* EXTRACTED INFORMATION:
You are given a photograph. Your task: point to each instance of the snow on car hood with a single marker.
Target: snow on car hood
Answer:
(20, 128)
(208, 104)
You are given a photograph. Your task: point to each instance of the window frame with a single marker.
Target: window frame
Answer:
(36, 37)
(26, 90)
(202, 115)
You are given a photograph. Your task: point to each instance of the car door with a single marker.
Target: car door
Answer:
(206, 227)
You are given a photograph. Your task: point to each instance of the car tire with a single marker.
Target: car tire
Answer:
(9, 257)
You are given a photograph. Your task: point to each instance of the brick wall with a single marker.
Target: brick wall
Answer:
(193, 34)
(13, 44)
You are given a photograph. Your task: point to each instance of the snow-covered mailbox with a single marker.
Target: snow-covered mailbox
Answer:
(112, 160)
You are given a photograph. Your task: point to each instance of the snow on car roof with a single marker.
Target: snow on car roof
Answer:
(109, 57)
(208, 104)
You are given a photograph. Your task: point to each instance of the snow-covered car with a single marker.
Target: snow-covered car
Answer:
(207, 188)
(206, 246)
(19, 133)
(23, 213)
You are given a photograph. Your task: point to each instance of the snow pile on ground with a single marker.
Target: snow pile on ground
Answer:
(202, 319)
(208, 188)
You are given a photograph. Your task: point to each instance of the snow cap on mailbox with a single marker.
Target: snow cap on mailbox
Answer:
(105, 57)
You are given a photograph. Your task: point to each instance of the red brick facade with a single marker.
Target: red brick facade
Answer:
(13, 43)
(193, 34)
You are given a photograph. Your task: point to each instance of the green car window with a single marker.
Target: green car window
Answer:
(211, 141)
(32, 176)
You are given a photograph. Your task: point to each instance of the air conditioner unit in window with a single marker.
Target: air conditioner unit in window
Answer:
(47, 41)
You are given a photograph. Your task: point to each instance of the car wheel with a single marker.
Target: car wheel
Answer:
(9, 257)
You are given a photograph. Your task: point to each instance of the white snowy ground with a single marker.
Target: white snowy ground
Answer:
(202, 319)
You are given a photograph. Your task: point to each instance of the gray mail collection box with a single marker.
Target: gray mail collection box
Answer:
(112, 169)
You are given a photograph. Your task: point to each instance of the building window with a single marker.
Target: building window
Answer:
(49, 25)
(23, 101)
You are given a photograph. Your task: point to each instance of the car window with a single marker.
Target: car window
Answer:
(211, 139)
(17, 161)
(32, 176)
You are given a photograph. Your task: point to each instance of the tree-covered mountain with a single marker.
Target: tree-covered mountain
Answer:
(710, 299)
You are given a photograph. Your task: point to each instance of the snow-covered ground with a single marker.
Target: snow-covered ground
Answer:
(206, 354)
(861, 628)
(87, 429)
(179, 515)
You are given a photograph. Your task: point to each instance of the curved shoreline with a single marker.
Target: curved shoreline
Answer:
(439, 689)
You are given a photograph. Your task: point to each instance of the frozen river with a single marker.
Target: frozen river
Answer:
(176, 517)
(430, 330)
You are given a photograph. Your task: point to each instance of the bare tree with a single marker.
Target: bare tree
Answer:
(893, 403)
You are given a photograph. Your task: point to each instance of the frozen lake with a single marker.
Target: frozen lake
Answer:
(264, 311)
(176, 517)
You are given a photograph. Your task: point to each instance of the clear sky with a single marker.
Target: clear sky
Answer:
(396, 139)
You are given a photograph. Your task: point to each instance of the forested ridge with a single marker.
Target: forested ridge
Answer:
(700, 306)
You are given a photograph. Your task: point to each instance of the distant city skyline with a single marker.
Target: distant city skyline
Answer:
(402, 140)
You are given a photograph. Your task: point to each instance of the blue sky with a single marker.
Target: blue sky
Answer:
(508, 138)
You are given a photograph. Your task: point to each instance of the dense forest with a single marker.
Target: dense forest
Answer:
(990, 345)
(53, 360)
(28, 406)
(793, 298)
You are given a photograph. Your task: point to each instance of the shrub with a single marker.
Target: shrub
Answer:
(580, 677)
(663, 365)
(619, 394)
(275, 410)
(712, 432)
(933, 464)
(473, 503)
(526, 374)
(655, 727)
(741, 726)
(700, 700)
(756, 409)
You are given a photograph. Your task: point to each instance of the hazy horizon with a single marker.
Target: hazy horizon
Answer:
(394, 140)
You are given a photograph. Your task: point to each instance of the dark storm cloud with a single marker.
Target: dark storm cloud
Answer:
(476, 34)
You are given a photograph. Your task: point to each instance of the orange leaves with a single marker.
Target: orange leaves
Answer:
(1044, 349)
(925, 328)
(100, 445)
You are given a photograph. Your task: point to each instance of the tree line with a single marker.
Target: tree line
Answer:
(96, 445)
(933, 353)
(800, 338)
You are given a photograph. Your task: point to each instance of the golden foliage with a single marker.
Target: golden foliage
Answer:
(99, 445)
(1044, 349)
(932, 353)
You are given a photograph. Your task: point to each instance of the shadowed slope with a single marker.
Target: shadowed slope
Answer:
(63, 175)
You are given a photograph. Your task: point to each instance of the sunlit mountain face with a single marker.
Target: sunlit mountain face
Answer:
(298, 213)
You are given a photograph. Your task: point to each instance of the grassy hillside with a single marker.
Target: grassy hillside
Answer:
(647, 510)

* DO THIS:
Please restate the whole listing word for word.

* SOLUTION:
You are given a photograph. Your task: point to each instance of the snow on car hood with a single marker.
Target: snow on car hood
Answer:
(20, 128)
(208, 104)
You are given a photograph. Your task: point to each instance of the window frame with a single marker.
Target: window frame
Answer:
(36, 37)
(26, 90)
(202, 115)
You are given a photograph. Your task: point to each instance of the car door with a single marker.
Target: car door
Answer:
(206, 227)
You are given a photograph. Your task: point to each instance of the car tire with a single marker.
Target: car tire
Answer:
(9, 257)
You are given a photograph. Your task: point to each instance of the brick wall with a single marker.
Target: brick wall
Answer:
(193, 34)
(13, 44)
You are given a photograph. Your task: point to each instance of the snow-covered mailbox with a single marker.
Target: snow-covered mailbox
Answer:
(112, 160)
You are given a photograph. Your task: point to each instance of the snow on car roof with a single marker.
Target: snow on car roof
Answer:
(109, 57)
(208, 104)
You are given a photograph. Your task: point to each instance of the snow-covered car with a single marker.
Target: snow-covered car
Answer:
(207, 188)
(206, 246)
(19, 133)
(23, 213)
You are given a photograph. Your task: point to each instance of the snow pile on ground with a single marker.
Target: snow pile on ground
Answer:
(202, 319)
(208, 188)
You are given a photograph. Your task: point to each instance of the snow cap on mailbox with a single marker.
Target: snow cap on mailbox
Answer:
(105, 57)
You are given a photograph. Your task: point to each instance of the red brick facade with a single marker.
Target: red brick facade
Answer:
(13, 43)
(193, 34)
You are given a photograph. Your task: point to each instance of the green car window with a single marker.
Target: green car window
Answer:
(211, 141)
(32, 176)
You are given a photograph. Your task: point to each instance of the air conditioner unit in window with a single marker.
Target: air conditioner unit in window
Answer:
(47, 41)
You are given a photograph. Your task: point to each instance of the car wheel with a single marker.
Target: car wheel
Answer:
(9, 257)
You are given a photograph. Your task: point to each instance of the white snowy ground with a single marker.
Target: white snowy ground
Answer:
(202, 319)
You are given a photograph. Your task: point to each instance of the gray mail collection box with a single marker.
Target: gray mail collection box
Answer:
(112, 169)
You are given a photograph. Your task: point to each instance of the building window with a single marker.
Target: building window
Answer:
(49, 25)
(23, 101)
You are given a photograph. Your task: point to each instance of the car window with a single marker.
Target: car window
Answer:
(211, 139)
(17, 161)
(32, 176)
You are given a photograph. Your task: point to each instance of the tree-covered mountain with a single marker.
Target: tree-covered mountain
Answer:
(710, 299)
You are given a photograph. Your task: point to each instance of the snow-covered ground with a single marker.
Target: snow-covered ground
Answer:
(206, 354)
(861, 628)
(87, 429)
(179, 515)
You are given a photograph. Your task: point to each instance of the curved shoreline with a single marker.
Target: curved shoreline
Answer:
(439, 689)
You are given a photograph. Your task: point to each instance of the frozen river with a single marker.
Target: frozen river
Answer:
(176, 517)
(430, 330)
You are given a photograph. Your task: point to each instance of the bare tree with a single marker.
Target: bare tree
Answer:
(893, 403)
You are given a photograph. Your task: point to each instance of the frozen lake with a single marker.
Target: frozen lake
Answer:
(264, 311)
(176, 517)
You are given a photograph. Your task: point to each instance of the clear sky with a single marker.
Target: clear sky
Answer:
(396, 139)
You are given a photograph. Your task: point to each instance of the forested ridge with a single marker.
Target: forested ridge
Answer:
(700, 306)
You are given a photograph. Your task: point to each instance of the distant city skyline with a single marker.
Target: distant city skyline
Answer:
(402, 140)
You are given a photograph. Your task: point to each instance of the blue sky with a single marker.
Target: blue sky
Answer:
(508, 138)
You are given a photograph. Your task: point to each instance of the dense forest with a single marker.
Target: dense forest
Answer:
(990, 345)
(53, 360)
(28, 406)
(793, 298)
You are given a photograph. Your task: point to each instance of the shrub with a single marker.
Target: shrub
Answer:
(580, 677)
(663, 365)
(619, 394)
(275, 410)
(712, 432)
(933, 464)
(473, 503)
(526, 374)
(655, 727)
(741, 726)
(700, 700)
(756, 409)
You are given a photograph. Your task: point to each instance of the hazy horizon with a single marker.
Target: hazy horizon
Answer:
(394, 140)
You are given a photograph. Your task: point to each instance of the dark storm cloud with a single marker.
Target: dark storm cloud
Answer:
(476, 34)
You are given a photograph. Your task: point to each instance of the orange leaves with a single marker.
Target: orange leaves
Answer:
(1044, 349)
(925, 328)
(100, 445)
You are given a photograph. Your task: point to each instance of the tree line with a single marker.
Target: tree line
Answer:
(96, 445)
(933, 353)
(800, 338)
You are given a photograph. Your task: point to each instance of the golden foliage with a single marker.
Target: golden foliage
Answer:
(99, 445)
(1044, 349)
(932, 353)
You are given a photograph. Your task: point to each instance of the shadowed slope with a single marker.
Target: shadowed slope
Answer:
(63, 175)
You are given a photograph. Your task: point to each instance of the sunlit mountain face with a single marker.
Target: sunlit mountain face
Answer:
(298, 213)
You are given a photograph. Your task: point to each instance of the grassy hillside with a single marker.
Target: grassy hillside
Answer:
(647, 510)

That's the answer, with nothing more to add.